YOUR INSTRUCTIONS
What follows is a listing to transcribe exactly, leaving the pictures out.

MATERIAL PROVIDED
☆ ☆ ☆ ☆ ☆

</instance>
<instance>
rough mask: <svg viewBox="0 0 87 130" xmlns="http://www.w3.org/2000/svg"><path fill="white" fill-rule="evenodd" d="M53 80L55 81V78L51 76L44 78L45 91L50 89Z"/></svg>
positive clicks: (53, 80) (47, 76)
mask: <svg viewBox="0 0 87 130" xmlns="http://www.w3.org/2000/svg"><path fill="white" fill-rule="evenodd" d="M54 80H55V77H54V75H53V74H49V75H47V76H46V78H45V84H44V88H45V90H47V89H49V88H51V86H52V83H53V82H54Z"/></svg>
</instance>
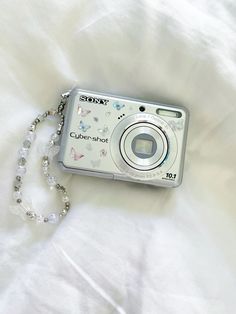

☆ ☆ ☆ ☆ ☆

TASK RESULT
</instance>
<instance>
rough mask: <svg viewBox="0 0 87 130" xmlns="http://www.w3.org/2000/svg"><path fill="white" fill-rule="evenodd" d="M53 80L55 81V78L51 76L44 78L45 91L50 89Z"/></svg>
positive clicks: (53, 80) (47, 76)
mask: <svg viewBox="0 0 87 130" xmlns="http://www.w3.org/2000/svg"><path fill="white" fill-rule="evenodd" d="M54 80H55V77H54V75H53V74H49V75H47V76H46V78H45V84H44V88H45V90H47V89H49V88H51V86H52V83H53V82H54Z"/></svg>
</instance>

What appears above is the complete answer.